Data in this exercise:
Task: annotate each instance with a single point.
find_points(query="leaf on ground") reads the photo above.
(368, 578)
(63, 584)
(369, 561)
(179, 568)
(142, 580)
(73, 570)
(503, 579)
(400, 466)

Try it: Write the material out again in full, leaving no line out.

Task response:
Task: annotate each instance with a single point.
find_points(query="leaf on ground") reads the photo above.
(368, 578)
(63, 584)
(369, 561)
(179, 568)
(142, 580)
(73, 570)
(503, 579)
(400, 466)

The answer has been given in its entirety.